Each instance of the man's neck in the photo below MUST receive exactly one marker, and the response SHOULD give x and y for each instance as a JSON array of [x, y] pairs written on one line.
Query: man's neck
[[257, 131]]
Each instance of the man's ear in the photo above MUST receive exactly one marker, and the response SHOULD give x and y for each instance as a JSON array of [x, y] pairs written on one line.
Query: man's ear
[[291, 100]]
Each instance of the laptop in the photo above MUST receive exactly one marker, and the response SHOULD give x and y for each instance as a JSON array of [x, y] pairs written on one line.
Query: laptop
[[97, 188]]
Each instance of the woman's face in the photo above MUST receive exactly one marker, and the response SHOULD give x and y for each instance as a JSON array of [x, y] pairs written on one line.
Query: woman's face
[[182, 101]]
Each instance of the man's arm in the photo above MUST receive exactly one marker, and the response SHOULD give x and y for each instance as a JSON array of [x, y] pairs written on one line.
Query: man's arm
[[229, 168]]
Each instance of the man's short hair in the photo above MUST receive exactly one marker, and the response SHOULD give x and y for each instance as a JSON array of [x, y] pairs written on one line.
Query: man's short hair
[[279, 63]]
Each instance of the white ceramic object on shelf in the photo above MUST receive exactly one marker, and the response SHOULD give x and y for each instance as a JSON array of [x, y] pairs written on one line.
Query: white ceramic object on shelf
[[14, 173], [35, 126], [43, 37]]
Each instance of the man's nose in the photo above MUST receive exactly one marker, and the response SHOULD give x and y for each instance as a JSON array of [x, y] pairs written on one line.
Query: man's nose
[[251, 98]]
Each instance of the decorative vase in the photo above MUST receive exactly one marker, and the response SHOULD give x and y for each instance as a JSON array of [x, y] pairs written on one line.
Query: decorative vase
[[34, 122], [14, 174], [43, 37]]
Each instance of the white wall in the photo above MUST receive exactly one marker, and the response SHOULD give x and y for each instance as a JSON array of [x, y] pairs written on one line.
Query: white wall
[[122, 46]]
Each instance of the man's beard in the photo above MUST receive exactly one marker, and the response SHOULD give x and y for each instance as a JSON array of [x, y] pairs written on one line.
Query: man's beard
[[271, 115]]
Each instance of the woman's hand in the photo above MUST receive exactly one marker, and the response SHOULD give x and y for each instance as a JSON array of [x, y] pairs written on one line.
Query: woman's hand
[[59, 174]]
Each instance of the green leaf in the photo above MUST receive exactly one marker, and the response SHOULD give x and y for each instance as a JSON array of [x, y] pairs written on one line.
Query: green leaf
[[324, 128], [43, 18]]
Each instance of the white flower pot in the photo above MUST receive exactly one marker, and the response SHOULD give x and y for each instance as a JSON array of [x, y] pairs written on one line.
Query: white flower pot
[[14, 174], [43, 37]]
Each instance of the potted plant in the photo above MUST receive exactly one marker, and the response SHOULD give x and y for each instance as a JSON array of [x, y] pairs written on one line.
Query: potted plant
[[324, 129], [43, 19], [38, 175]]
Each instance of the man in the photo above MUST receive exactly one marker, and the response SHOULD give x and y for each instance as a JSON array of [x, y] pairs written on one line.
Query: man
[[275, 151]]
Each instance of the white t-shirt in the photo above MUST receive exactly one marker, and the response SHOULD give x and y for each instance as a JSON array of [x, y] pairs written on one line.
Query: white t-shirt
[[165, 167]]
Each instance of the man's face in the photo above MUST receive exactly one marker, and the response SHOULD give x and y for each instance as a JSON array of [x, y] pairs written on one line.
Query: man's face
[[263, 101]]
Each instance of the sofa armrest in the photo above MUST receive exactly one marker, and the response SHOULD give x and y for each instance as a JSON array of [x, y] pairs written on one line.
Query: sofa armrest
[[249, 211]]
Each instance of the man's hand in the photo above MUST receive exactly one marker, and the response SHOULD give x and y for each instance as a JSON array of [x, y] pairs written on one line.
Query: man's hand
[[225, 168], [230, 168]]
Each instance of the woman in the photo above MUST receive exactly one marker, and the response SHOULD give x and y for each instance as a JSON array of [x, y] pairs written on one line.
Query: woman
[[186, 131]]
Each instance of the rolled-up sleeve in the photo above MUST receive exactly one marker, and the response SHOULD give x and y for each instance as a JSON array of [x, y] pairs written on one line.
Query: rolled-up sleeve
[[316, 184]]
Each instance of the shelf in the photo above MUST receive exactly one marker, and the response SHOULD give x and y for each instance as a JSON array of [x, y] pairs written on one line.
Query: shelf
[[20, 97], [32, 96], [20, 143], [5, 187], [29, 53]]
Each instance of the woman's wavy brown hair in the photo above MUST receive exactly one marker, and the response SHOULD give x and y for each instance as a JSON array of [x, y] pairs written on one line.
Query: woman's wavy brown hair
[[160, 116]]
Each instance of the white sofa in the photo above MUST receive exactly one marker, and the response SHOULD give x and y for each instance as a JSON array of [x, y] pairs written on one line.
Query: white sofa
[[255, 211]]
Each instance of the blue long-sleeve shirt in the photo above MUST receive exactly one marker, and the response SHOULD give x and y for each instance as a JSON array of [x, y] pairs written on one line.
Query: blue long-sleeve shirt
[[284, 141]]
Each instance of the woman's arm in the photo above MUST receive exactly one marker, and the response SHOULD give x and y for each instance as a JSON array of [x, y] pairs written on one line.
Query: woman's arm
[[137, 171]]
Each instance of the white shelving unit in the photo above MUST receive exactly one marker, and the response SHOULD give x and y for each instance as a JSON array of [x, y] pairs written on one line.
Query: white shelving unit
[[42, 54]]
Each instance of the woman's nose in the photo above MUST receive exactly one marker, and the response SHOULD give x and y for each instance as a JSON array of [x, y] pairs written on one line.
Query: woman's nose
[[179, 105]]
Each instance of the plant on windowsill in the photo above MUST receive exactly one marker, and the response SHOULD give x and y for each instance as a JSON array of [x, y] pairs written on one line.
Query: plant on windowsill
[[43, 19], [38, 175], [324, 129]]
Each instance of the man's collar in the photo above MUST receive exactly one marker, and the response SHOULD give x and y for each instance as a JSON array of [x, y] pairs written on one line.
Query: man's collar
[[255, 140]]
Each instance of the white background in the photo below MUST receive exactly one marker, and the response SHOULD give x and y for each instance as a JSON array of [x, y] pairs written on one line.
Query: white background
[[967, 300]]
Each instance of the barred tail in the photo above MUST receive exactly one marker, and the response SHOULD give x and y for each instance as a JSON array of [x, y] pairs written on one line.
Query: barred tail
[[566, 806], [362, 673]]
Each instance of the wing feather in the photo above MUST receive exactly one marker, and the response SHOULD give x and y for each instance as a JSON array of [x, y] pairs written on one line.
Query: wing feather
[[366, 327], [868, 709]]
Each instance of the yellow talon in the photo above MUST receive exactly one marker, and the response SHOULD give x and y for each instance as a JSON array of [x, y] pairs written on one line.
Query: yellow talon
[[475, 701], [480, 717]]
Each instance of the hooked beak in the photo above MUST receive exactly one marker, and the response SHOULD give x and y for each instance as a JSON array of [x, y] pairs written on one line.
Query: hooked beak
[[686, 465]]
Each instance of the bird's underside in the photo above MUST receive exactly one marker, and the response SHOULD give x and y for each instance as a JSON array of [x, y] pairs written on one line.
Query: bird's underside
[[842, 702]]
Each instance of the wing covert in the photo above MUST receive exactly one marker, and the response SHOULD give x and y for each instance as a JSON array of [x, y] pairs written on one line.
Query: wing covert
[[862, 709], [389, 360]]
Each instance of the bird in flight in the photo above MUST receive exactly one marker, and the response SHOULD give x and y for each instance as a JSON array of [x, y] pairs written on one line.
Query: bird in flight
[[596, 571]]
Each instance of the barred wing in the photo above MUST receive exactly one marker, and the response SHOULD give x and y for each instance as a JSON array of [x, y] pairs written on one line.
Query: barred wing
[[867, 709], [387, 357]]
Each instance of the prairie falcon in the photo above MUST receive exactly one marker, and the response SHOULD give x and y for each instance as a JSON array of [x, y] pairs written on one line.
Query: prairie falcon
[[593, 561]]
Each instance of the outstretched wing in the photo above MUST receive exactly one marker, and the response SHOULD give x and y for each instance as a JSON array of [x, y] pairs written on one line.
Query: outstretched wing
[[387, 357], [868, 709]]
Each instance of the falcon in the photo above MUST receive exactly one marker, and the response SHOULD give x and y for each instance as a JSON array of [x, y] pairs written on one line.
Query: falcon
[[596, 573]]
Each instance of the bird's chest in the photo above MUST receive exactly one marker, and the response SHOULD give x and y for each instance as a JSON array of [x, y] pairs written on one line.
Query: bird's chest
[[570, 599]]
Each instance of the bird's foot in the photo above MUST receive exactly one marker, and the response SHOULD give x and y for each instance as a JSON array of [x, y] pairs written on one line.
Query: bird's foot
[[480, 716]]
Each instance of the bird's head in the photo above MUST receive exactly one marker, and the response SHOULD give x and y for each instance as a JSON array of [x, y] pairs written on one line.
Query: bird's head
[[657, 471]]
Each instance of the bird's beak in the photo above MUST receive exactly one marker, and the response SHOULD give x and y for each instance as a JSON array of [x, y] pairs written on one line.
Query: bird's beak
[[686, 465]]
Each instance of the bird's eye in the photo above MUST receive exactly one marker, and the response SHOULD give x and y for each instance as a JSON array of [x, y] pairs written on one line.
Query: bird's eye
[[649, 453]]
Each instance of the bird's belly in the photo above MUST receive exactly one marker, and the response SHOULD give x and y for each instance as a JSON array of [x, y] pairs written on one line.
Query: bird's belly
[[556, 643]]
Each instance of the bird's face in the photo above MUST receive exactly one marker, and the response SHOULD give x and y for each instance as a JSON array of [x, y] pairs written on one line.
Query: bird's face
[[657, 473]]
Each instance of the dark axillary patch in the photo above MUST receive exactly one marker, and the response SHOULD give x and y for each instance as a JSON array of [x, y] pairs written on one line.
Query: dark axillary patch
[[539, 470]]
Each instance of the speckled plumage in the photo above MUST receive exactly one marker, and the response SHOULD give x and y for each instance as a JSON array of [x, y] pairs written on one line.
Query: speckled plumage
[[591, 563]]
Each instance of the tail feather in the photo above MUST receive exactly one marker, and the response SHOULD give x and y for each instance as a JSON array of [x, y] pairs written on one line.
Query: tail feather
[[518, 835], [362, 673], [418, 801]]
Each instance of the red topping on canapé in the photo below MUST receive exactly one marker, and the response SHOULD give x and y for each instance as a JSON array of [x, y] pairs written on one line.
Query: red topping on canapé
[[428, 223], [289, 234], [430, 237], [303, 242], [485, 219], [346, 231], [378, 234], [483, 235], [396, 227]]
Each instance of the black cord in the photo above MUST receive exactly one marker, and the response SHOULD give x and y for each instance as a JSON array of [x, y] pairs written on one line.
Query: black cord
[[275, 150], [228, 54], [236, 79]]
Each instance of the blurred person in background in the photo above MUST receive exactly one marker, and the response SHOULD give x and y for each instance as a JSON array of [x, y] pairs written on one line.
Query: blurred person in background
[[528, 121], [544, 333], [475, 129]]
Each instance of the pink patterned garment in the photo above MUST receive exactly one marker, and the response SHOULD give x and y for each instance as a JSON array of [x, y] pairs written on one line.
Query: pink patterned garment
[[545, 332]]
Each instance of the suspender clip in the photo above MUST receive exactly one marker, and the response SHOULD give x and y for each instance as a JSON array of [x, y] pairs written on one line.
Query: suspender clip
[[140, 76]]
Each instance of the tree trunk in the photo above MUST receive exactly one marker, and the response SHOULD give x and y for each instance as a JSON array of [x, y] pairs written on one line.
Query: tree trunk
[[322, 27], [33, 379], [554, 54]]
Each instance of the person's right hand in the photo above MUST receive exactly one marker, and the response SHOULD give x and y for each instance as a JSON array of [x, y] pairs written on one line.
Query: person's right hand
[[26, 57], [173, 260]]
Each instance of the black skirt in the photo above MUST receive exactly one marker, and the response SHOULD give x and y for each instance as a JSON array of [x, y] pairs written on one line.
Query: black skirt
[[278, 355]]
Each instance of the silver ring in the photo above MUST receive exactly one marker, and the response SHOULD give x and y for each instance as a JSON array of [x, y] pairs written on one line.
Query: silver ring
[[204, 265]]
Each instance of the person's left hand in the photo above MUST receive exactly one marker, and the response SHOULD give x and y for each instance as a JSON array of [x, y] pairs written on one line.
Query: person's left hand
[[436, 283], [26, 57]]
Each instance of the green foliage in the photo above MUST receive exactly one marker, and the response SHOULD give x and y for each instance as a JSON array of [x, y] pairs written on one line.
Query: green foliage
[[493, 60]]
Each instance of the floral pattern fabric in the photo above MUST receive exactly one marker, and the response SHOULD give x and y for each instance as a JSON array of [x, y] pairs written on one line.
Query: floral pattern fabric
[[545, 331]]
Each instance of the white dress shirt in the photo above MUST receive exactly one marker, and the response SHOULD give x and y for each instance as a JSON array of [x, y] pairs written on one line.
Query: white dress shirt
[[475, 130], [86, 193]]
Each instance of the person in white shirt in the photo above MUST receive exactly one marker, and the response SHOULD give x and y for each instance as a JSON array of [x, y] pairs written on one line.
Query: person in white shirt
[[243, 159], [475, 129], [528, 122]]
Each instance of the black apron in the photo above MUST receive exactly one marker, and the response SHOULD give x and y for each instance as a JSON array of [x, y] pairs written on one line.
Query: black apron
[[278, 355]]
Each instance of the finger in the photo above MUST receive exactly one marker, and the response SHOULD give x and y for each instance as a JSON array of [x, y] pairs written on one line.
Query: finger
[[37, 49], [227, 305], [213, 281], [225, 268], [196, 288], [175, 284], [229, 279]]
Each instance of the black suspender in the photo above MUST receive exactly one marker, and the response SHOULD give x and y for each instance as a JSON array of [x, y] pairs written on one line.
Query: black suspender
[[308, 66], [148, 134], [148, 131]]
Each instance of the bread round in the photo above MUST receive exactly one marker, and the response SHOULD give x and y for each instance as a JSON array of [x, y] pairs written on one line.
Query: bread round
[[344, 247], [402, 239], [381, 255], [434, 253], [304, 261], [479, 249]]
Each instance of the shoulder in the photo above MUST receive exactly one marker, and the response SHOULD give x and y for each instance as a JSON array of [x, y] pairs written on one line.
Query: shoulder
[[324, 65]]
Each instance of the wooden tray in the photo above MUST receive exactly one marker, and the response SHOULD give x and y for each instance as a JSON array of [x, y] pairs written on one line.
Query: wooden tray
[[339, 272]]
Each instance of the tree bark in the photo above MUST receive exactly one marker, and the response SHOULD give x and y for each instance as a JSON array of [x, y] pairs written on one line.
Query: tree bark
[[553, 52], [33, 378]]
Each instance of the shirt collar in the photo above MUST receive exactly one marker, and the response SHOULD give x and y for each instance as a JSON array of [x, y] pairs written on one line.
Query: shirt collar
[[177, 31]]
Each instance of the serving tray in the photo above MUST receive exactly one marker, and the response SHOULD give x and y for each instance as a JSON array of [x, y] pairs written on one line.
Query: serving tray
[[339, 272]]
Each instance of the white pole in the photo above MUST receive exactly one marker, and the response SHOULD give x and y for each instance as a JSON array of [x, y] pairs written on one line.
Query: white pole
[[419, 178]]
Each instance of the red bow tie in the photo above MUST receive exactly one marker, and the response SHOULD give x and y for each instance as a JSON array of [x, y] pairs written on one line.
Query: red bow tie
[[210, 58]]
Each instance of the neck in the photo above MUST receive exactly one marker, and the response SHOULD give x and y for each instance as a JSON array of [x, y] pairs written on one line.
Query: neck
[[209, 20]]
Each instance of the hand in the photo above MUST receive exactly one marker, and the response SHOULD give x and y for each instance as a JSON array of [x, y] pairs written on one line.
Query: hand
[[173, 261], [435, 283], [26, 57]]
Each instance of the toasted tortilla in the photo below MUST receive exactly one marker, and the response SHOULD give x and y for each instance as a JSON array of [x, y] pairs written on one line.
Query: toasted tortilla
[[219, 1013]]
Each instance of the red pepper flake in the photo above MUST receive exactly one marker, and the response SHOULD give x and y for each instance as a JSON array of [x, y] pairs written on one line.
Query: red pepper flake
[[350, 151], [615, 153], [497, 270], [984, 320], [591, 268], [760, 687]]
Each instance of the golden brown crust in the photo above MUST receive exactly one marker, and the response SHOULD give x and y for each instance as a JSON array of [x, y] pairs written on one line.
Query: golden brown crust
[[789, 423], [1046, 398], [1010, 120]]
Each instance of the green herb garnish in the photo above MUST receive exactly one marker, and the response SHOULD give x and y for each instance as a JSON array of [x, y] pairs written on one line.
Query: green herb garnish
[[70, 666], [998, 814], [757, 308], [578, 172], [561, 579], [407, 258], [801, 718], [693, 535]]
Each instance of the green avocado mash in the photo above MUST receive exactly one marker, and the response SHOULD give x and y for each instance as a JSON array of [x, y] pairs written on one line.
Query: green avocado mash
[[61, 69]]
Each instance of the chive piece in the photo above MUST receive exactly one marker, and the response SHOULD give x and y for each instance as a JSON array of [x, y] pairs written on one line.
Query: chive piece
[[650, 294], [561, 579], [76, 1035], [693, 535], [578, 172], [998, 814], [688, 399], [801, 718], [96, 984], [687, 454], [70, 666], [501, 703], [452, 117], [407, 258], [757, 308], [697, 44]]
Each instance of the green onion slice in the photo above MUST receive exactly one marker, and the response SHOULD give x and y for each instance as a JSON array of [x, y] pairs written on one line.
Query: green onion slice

> **TASK STATEMENT**
Reproduce the records from the first line through the line containing "[[34, 122], [14, 174], [43, 37]]", both ends included and requests kept as they are, offsetting every coordinate in the answers by -48.

> **RESPONSE TO THE TASK**
Each instance of the man's neck in the photo below MUST receive exactly one marker, and the response SHOULD give x and y for each instance as a JSON array of [x, y] pairs written on one line.
Query: man's neck
[[209, 83]]
Each instance of the man's ear in the photo above MUST receive exactly one marker, and the response SHOULD give x and y for each instance as a JSON array of [x, y] pairs written on one line.
Query: man's ear
[[243, 52]]
Each instance of the laptop in the photo above MUST receive exactly one marker, and the response SHOULD give x and y for each instance as a JSON array of [x, y] pairs written on one line.
Query: laptop
[[49, 140]]
Each instance of the woman's face in the photo above MUST receive exactly one marker, and the response SHOULD give x and y for each instance as a JSON array of [x, y] pairs written on one line.
Query: woman's face
[[134, 53]]
Each instance of the man's arm in the photo above MUST receive exactly one marker, and the response SHOULD give x and y for each instance as a JSON array of [x, y] pairs written on one line.
Query: man's arm
[[181, 120]]
Each instance of the man's short hair in the photo above MUST receive exactly one marker, and the response SHOULD give x and y for each instance as a JSON array of [x, y] pairs written on one line.
Query: man's short hair
[[231, 15]]
Each instance of the white ceramic object on shelf in the photo above MUST receive exactly one marker, and the response SHOULD give x and y for each instance as a JSON array of [x, y] pairs written on one line.
Query: white ceramic object on shelf
[[-34, 125], [-13, 78], [-5, -11]]
Each instance of the man's nose in the photo above MUST receive exactly one marker, and the response SHOULD give x and y for each instance as a JSON array of [x, y] pairs written on one line.
Query: man's nose
[[203, 50]]
Each instance of the decorative vase in the photo above MUST receive exactly one marker, and the response SHOULD give x and y for each instance as a JSON array of [x, y] pairs written on one line.
Query: decorative vase
[[-14, 74], [-34, 126], [-5, -11]]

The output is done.